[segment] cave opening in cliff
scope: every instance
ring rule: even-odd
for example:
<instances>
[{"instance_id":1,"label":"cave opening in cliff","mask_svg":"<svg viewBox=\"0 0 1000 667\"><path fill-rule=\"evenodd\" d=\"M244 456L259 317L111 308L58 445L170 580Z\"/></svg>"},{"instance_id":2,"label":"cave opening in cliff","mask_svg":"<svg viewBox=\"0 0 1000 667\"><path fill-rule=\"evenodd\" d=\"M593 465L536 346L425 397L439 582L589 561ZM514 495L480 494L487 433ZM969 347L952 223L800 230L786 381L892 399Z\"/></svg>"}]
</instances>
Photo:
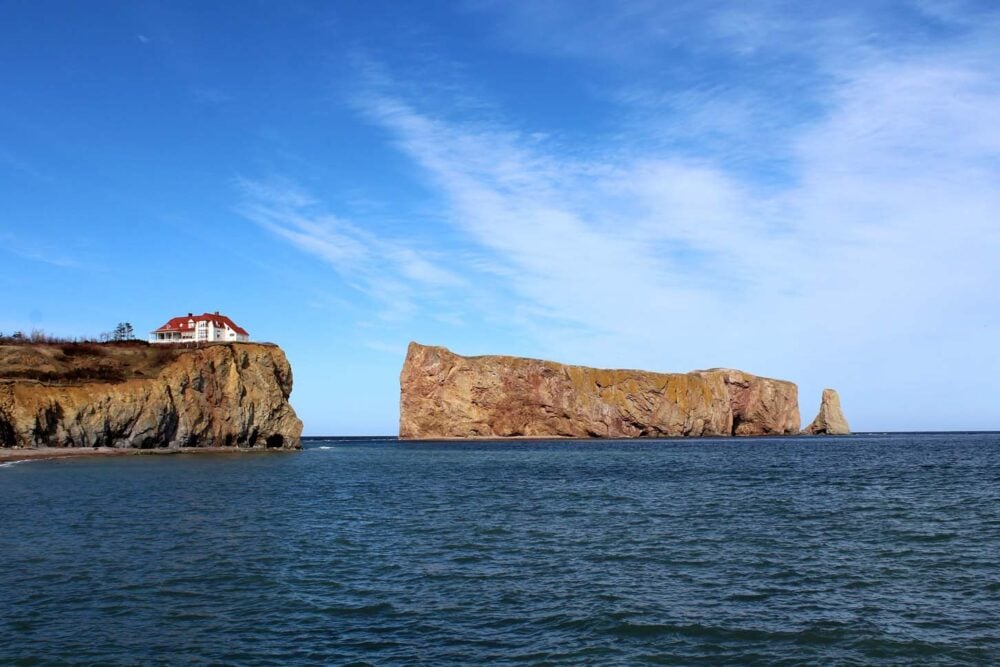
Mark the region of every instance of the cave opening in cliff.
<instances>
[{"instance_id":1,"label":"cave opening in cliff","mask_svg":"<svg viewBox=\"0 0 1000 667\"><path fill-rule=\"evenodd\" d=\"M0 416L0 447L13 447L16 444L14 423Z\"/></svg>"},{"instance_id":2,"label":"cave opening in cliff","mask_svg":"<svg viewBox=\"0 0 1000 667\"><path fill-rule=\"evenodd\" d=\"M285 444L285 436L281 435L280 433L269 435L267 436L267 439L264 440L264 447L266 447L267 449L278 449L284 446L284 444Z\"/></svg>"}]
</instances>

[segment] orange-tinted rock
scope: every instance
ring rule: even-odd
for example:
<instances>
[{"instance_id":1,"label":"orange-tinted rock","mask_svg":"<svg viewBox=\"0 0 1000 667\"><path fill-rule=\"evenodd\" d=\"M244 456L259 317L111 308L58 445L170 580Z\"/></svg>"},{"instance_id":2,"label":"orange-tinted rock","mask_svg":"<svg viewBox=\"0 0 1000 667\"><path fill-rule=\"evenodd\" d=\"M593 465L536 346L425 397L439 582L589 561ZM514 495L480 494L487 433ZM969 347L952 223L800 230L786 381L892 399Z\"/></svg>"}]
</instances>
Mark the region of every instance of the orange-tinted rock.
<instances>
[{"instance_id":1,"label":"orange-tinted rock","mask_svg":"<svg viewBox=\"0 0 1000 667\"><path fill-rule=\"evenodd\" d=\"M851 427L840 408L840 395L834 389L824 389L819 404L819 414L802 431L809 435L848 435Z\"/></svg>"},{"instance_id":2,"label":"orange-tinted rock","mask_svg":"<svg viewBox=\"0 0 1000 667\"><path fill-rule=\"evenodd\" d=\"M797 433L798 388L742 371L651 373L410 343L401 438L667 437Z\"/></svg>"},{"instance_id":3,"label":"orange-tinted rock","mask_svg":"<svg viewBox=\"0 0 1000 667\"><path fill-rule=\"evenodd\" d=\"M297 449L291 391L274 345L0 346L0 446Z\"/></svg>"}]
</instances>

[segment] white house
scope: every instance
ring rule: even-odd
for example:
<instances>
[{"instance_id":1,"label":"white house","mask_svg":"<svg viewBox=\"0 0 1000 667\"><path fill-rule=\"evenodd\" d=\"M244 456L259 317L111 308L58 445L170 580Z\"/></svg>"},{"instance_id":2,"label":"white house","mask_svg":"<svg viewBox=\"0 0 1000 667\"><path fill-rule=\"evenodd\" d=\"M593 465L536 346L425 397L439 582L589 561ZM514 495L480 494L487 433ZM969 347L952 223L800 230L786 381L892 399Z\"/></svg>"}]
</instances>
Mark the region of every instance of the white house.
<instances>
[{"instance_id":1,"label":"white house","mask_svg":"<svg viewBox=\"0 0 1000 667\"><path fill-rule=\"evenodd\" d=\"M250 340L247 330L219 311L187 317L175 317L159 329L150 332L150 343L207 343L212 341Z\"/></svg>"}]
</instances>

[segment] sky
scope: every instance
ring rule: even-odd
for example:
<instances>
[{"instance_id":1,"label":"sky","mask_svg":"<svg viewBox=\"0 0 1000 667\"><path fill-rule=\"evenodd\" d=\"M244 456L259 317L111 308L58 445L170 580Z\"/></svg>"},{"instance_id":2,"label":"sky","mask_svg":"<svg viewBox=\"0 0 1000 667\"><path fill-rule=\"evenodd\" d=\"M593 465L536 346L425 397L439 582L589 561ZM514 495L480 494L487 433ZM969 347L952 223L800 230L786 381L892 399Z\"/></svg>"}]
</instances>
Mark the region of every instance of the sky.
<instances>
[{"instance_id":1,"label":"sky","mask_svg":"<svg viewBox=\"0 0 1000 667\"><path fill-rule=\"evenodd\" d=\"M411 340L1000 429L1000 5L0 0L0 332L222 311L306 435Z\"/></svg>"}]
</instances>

# # # # #

• What is required
Copy every record exactly as it appears, apart from any pictures.

• Written answer
[segment] cave opening in cliff
scope: every instance
ring rule: even-odd
for example:
<instances>
[{"instance_id":1,"label":"cave opening in cliff","mask_svg":"<svg viewBox=\"0 0 1000 667\"><path fill-rule=\"evenodd\" d=\"M244 456L259 317L111 308L58 445L170 580Z\"/></svg>"},{"instance_id":2,"label":"cave opening in cliff","mask_svg":"<svg viewBox=\"0 0 1000 667\"><path fill-rule=\"evenodd\" d=\"M593 465L536 346L425 397L439 582L589 561ZM514 495L480 494L487 433ZM969 347L952 223L800 230L786 381L892 399Z\"/></svg>"}]
</instances>
Photo:
Mark the region of every instance of the cave opening in cliff.
<instances>
[{"instance_id":1,"label":"cave opening in cliff","mask_svg":"<svg viewBox=\"0 0 1000 667\"><path fill-rule=\"evenodd\" d=\"M0 416L0 447L13 447L16 444L14 423Z\"/></svg>"},{"instance_id":2,"label":"cave opening in cliff","mask_svg":"<svg viewBox=\"0 0 1000 667\"><path fill-rule=\"evenodd\" d=\"M285 444L285 436L281 435L280 433L269 435L267 436L267 439L264 440L264 447L266 447L267 449L278 449L284 446L284 444Z\"/></svg>"}]
</instances>

[segment] orange-tinted rock
scope: every instance
ring rule: even-odd
for example:
<instances>
[{"instance_id":1,"label":"orange-tinted rock","mask_svg":"<svg viewBox=\"0 0 1000 667\"><path fill-rule=\"evenodd\" d=\"M244 456L259 317L111 308L58 445L170 580Z\"/></svg>"},{"instance_id":2,"label":"orange-tinted rock","mask_svg":"<svg viewBox=\"0 0 1000 667\"><path fill-rule=\"evenodd\" d=\"M593 465L536 346L425 397L439 582L589 561ZM514 495L480 494L487 433ZM969 347L952 223L800 230L786 381L892 399Z\"/></svg>"}]
</instances>
Mark the region of every instance of the orange-tinted rock.
<instances>
[{"instance_id":1,"label":"orange-tinted rock","mask_svg":"<svg viewBox=\"0 0 1000 667\"><path fill-rule=\"evenodd\" d=\"M851 427L840 408L840 395L834 389L824 389L819 404L819 414L802 431L809 435L848 435Z\"/></svg>"},{"instance_id":2,"label":"orange-tinted rock","mask_svg":"<svg viewBox=\"0 0 1000 667\"><path fill-rule=\"evenodd\" d=\"M797 433L798 388L742 371L651 373L410 343L401 438L667 437Z\"/></svg>"},{"instance_id":3,"label":"orange-tinted rock","mask_svg":"<svg viewBox=\"0 0 1000 667\"><path fill-rule=\"evenodd\" d=\"M297 449L291 391L274 345L0 346L0 446Z\"/></svg>"}]
</instances>

[segment] white house
scope: every instance
ring rule: even-odd
for example:
<instances>
[{"instance_id":1,"label":"white house","mask_svg":"<svg viewBox=\"0 0 1000 667\"><path fill-rule=\"evenodd\" d=\"M244 456L259 317L111 308L58 445L170 580Z\"/></svg>"},{"instance_id":2,"label":"white house","mask_svg":"<svg viewBox=\"0 0 1000 667\"><path fill-rule=\"evenodd\" d=\"M593 465L536 346L425 397L439 582L589 561ZM514 495L480 494L487 433ZM969 347L952 223L800 230L786 381L892 399Z\"/></svg>"}]
</instances>
Mark the region of every instance of the white house.
<instances>
[{"instance_id":1,"label":"white house","mask_svg":"<svg viewBox=\"0 0 1000 667\"><path fill-rule=\"evenodd\" d=\"M250 340L247 330L219 311L187 317L175 317L159 329L150 332L150 343L207 343L212 341Z\"/></svg>"}]
</instances>

[segment] sky
scope: every instance
ring rule: even-odd
for example:
<instances>
[{"instance_id":1,"label":"sky","mask_svg":"<svg viewBox=\"0 0 1000 667\"><path fill-rule=\"evenodd\" d=\"M244 456L259 317L111 308L58 445L170 580Z\"/></svg>"},{"instance_id":2,"label":"sky","mask_svg":"<svg viewBox=\"0 0 1000 667\"><path fill-rule=\"evenodd\" d=\"M593 465L536 346L425 397L439 582L589 561ZM514 495L480 494L487 433ZM969 347L952 223L800 230L786 381L892 399Z\"/></svg>"}]
</instances>
Mark the region of every instance of the sky.
<instances>
[{"instance_id":1,"label":"sky","mask_svg":"<svg viewBox=\"0 0 1000 667\"><path fill-rule=\"evenodd\" d=\"M411 340L1000 429L1000 5L0 0L0 332L222 311L306 435Z\"/></svg>"}]
</instances>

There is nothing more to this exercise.